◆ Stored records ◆
------------------------------

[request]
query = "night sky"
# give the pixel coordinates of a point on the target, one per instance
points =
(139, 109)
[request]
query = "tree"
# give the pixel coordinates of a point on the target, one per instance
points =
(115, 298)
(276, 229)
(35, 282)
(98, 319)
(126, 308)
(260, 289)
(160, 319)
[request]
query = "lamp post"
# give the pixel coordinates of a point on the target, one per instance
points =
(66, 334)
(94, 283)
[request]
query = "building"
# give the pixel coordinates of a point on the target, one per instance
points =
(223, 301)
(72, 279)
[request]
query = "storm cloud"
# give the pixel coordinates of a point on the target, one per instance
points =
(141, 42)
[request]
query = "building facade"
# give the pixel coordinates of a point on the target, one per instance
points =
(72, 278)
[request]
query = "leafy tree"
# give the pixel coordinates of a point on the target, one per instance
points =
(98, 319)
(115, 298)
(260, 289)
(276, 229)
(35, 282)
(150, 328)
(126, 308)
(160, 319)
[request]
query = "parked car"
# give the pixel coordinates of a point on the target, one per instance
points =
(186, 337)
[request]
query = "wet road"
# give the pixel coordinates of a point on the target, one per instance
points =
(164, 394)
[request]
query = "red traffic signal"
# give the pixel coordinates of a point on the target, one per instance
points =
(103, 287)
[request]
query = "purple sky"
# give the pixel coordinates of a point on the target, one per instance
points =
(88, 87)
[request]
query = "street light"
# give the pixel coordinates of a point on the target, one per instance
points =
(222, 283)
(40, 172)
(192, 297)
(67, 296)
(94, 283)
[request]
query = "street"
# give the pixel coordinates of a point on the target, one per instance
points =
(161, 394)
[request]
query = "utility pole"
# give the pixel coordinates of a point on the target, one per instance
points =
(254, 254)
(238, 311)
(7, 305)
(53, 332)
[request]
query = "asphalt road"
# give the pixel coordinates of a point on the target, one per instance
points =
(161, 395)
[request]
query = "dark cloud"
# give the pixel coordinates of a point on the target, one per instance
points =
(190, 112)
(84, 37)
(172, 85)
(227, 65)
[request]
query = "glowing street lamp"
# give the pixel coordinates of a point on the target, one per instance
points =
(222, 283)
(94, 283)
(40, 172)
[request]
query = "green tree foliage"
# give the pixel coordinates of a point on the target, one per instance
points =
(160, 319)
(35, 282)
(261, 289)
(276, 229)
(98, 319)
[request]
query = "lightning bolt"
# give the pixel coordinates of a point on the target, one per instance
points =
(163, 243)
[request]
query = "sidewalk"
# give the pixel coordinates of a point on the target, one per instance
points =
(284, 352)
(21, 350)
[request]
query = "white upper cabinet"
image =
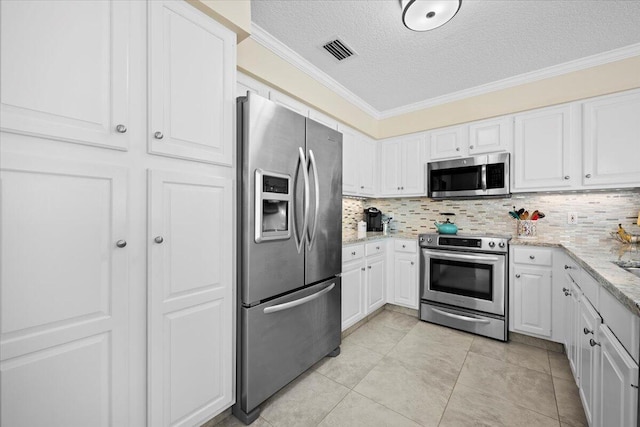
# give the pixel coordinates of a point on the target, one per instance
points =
(191, 84)
(64, 70)
(358, 163)
(402, 166)
(611, 150)
(546, 149)
(488, 136)
(447, 143)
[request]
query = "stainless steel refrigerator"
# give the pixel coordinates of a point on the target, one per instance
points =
(290, 248)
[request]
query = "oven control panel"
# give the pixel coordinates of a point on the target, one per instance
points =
(468, 243)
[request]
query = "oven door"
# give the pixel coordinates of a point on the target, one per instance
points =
(464, 279)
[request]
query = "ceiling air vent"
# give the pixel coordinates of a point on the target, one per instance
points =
(339, 49)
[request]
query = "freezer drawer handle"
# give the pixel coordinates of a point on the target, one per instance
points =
(457, 316)
(291, 304)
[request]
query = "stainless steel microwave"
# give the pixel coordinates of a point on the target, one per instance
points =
(470, 177)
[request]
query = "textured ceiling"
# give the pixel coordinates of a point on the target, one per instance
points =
(487, 41)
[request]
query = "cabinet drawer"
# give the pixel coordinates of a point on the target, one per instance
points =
(374, 248)
(349, 253)
(531, 256)
(402, 245)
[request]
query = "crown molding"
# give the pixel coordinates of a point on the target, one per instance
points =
(545, 73)
(261, 36)
(276, 46)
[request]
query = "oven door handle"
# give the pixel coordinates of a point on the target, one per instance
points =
(456, 256)
(459, 317)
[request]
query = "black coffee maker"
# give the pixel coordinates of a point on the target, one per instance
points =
(373, 218)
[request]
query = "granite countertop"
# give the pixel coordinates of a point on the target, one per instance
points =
(597, 259)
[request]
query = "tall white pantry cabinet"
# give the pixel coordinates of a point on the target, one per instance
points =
(117, 214)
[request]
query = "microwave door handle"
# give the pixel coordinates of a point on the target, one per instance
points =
(314, 165)
(483, 177)
(459, 317)
(302, 162)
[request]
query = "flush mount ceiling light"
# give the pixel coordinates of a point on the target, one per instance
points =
(425, 15)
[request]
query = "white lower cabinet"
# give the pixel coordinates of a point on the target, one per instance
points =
(405, 289)
(363, 281)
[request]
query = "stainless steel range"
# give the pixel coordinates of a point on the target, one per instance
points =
(463, 282)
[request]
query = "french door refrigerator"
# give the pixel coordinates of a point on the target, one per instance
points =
(290, 248)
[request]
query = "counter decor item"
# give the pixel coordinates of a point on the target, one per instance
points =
(623, 236)
(446, 227)
(526, 224)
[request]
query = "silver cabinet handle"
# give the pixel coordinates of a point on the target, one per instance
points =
(291, 304)
(457, 316)
(312, 162)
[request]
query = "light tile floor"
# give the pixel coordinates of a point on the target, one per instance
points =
(398, 371)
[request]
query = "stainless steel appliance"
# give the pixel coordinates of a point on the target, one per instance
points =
(463, 283)
(471, 177)
(373, 218)
(289, 248)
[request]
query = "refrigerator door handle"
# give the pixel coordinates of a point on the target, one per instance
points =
(303, 232)
(295, 303)
(312, 161)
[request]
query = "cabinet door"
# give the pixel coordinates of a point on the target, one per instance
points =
(588, 357)
(351, 162)
(64, 285)
(532, 301)
(490, 136)
(353, 291)
(545, 148)
(406, 280)
(62, 84)
(368, 169)
(390, 160)
(375, 283)
(611, 140)
(447, 143)
(190, 298)
(413, 171)
(191, 84)
(617, 383)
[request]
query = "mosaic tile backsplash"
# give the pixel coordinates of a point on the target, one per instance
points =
(598, 213)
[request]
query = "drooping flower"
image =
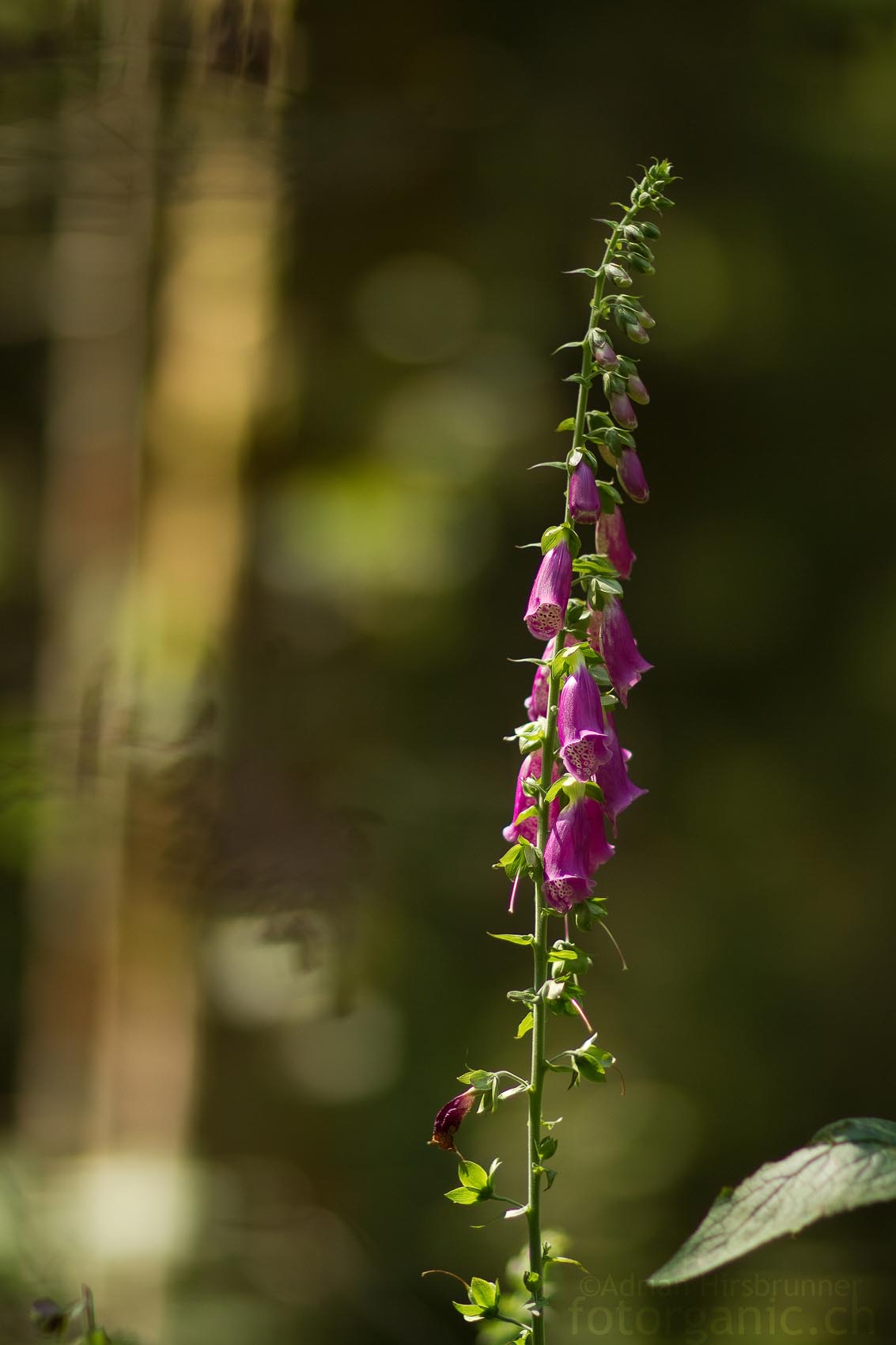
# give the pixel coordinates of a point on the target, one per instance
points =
(622, 411)
(529, 770)
(612, 776)
(612, 542)
(631, 476)
(447, 1122)
(584, 497)
(576, 847)
(550, 593)
(580, 722)
(619, 649)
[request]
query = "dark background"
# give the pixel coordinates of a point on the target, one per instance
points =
(278, 305)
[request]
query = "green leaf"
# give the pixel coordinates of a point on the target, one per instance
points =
(483, 1293)
(472, 1176)
(463, 1196)
(845, 1165)
(470, 1310)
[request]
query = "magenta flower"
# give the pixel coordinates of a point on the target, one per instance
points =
(584, 497)
(631, 476)
(612, 778)
(612, 542)
(580, 724)
(550, 593)
(447, 1122)
(619, 649)
(576, 847)
(638, 390)
(623, 411)
(529, 770)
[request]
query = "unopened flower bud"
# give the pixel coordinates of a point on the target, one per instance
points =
(447, 1122)
(603, 353)
(637, 390)
(631, 476)
(623, 411)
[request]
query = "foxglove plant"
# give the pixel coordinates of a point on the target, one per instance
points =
(589, 663)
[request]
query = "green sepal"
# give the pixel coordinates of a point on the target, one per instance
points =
(474, 1176)
(560, 533)
(594, 564)
(610, 495)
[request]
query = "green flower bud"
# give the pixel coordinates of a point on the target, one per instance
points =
(618, 275)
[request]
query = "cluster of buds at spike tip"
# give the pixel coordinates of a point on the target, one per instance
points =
(598, 786)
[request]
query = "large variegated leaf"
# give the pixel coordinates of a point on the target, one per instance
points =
(845, 1165)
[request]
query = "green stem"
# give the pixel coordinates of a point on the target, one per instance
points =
(540, 945)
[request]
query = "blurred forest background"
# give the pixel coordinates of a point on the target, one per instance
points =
(278, 299)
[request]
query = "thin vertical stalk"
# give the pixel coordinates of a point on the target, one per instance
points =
(540, 945)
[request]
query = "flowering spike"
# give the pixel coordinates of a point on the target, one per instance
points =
(447, 1122)
(550, 593)
(576, 847)
(631, 476)
(580, 724)
(612, 542)
(584, 497)
(612, 776)
(619, 649)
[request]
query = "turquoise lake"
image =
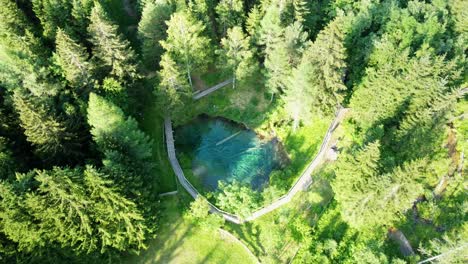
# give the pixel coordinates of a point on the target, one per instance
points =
(220, 149)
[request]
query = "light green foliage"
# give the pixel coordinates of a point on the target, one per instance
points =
(449, 249)
(200, 214)
(236, 56)
(204, 11)
(370, 198)
(44, 131)
(253, 24)
(7, 163)
(87, 213)
(52, 14)
(115, 92)
(73, 59)
(152, 29)
(237, 198)
(126, 149)
(173, 90)
(81, 10)
(327, 58)
(111, 51)
(185, 43)
(282, 56)
(230, 14)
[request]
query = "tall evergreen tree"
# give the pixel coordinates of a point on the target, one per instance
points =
(173, 89)
(230, 14)
(110, 48)
(204, 11)
(52, 14)
(282, 56)
(127, 150)
(327, 55)
(46, 133)
(370, 198)
(88, 215)
(73, 59)
(236, 56)
(185, 43)
(152, 29)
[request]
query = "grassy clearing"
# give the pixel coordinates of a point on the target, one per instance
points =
(153, 125)
(274, 237)
(179, 241)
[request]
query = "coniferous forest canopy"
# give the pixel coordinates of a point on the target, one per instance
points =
(85, 86)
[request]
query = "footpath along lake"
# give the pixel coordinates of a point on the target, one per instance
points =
(222, 150)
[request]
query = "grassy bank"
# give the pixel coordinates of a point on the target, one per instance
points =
(179, 241)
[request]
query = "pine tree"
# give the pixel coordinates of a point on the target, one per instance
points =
(282, 56)
(46, 133)
(327, 55)
(230, 14)
(236, 56)
(73, 59)
(185, 43)
(88, 215)
(110, 48)
(16, 222)
(126, 149)
(204, 11)
(298, 102)
(370, 198)
(7, 163)
(301, 10)
(52, 14)
(173, 89)
(253, 24)
(81, 10)
(152, 29)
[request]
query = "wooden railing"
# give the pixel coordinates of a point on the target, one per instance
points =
(303, 182)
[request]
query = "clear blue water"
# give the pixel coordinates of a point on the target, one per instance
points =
(223, 150)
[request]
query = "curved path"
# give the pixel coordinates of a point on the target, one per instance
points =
(206, 92)
(302, 183)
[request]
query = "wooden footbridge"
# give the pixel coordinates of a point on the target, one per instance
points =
(301, 184)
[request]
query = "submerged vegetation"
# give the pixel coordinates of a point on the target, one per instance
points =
(85, 86)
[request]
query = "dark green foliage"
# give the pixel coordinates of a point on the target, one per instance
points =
(52, 14)
(399, 65)
(49, 135)
(126, 149)
(152, 29)
(112, 53)
(88, 214)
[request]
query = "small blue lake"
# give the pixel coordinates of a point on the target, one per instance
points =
(220, 149)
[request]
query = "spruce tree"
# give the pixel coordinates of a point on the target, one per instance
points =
(185, 43)
(73, 59)
(236, 56)
(110, 48)
(230, 14)
(127, 150)
(173, 89)
(152, 29)
(327, 56)
(282, 56)
(52, 14)
(49, 136)
(88, 214)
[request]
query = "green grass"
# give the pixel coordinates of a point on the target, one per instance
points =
(153, 126)
(271, 236)
(179, 241)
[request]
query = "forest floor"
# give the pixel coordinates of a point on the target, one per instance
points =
(270, 237)
(179, 241)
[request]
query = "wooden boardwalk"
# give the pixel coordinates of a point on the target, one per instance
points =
(206, 92)
(301, 184)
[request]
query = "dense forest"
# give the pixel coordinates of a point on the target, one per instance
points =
(81, 173)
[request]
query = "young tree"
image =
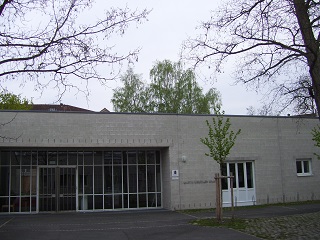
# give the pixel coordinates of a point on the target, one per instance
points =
(11, 101)
(275, 40)
(51, 39)
(219, 141)
(316, 138)
(172, 90)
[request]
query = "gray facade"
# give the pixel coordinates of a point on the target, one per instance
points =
(273, 158)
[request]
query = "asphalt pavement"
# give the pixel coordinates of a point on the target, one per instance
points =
(124, 225)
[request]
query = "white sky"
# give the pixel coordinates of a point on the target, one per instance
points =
(169, 24)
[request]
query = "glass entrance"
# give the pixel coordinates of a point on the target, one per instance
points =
(57, 189)
(243, 183)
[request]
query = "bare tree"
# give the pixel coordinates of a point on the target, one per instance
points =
(49, 41)
(276, 41)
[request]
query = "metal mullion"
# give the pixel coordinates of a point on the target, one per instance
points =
(155, 179)
(128, 181)
(93, 172)
(20, 171)
(103, 178)
(10, 175)
(30, 182)
(122, 176)
(137, 177)
(112, 181)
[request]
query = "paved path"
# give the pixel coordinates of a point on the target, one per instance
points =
(140, 225)
(279, 222)
(275, 222)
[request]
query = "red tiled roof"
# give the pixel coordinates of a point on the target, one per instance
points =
(57, 108)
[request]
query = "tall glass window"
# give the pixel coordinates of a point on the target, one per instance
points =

------------------------------

◆ YOUR OBJECTIVE ◆
Pull out every line in the stored records above that contains the string "forest", and copy each one unchanged. Matching is case-sensitive.

◆ EXERCISE OUTPUT ◆
query = "blurred forest background"
query = "coniferous forest canopy"
query = "forest floor"
query = "dense forest"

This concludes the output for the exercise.